HOW TO COMPLETE THIS TASK »
Among the entries below, how many lines include "toothbrush"? Give the number alone.

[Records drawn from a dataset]
-=-=-

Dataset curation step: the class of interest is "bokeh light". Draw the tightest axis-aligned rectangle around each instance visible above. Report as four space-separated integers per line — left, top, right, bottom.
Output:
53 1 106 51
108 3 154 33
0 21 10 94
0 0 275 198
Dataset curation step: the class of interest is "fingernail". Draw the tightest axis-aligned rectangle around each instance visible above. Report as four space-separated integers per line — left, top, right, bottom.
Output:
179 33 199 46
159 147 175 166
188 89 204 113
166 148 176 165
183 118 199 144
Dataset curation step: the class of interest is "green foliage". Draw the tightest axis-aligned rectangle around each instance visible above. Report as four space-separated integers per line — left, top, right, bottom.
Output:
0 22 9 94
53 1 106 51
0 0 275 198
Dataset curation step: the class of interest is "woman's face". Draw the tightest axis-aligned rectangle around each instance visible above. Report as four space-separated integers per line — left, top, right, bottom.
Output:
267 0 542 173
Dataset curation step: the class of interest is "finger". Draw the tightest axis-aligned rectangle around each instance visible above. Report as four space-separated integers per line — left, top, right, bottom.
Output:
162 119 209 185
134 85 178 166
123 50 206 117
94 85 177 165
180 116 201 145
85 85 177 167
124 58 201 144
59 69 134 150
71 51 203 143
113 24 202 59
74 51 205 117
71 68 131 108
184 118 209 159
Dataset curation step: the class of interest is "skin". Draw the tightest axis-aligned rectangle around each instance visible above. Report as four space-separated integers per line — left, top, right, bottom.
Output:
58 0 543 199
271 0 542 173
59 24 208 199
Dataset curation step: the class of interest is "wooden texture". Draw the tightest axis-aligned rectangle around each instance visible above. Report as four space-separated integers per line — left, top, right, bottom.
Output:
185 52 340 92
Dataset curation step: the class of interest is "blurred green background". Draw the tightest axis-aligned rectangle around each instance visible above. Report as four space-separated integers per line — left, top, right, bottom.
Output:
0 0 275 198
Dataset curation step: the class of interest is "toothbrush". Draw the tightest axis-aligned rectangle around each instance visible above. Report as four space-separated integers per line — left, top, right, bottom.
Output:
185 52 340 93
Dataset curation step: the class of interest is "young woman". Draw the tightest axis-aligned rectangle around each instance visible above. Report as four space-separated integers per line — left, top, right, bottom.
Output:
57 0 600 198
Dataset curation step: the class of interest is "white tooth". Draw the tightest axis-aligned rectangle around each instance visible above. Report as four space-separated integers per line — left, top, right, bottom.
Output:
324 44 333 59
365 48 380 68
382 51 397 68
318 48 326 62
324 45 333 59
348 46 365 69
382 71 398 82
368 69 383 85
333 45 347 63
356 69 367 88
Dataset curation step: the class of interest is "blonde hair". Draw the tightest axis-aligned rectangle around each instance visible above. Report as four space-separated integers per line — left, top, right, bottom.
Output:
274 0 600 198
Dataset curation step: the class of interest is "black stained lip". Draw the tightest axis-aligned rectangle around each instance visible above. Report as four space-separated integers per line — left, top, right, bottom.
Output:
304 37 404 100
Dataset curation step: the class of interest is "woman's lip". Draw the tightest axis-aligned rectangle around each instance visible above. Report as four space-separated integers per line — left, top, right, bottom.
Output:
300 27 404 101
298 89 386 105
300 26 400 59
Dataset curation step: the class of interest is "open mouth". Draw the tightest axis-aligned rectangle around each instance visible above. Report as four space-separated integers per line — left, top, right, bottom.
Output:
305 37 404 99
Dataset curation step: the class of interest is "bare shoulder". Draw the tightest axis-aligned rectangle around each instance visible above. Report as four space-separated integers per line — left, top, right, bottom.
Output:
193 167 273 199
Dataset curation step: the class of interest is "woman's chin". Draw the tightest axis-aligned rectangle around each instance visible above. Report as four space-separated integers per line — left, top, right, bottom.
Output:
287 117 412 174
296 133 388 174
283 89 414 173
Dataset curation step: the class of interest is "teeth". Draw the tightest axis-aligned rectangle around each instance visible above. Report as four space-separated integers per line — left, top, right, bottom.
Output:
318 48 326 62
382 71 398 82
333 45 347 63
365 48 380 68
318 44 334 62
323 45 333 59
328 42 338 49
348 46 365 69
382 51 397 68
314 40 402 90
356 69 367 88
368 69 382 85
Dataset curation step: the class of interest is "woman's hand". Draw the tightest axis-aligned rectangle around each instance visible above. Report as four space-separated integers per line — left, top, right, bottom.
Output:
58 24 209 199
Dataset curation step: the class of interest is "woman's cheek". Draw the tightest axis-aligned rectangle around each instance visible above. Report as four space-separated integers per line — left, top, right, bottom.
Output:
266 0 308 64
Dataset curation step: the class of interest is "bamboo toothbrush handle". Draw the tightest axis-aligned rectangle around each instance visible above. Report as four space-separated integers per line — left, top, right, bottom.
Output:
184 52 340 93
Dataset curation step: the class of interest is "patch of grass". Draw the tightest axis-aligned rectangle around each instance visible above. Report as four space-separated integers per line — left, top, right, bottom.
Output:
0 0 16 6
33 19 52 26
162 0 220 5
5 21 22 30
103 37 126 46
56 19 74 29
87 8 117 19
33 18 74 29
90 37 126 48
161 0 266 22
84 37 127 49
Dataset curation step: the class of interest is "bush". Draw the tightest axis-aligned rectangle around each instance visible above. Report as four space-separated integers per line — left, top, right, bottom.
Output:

-=-=-

ANSWER FOR THIS EXERCISE »
2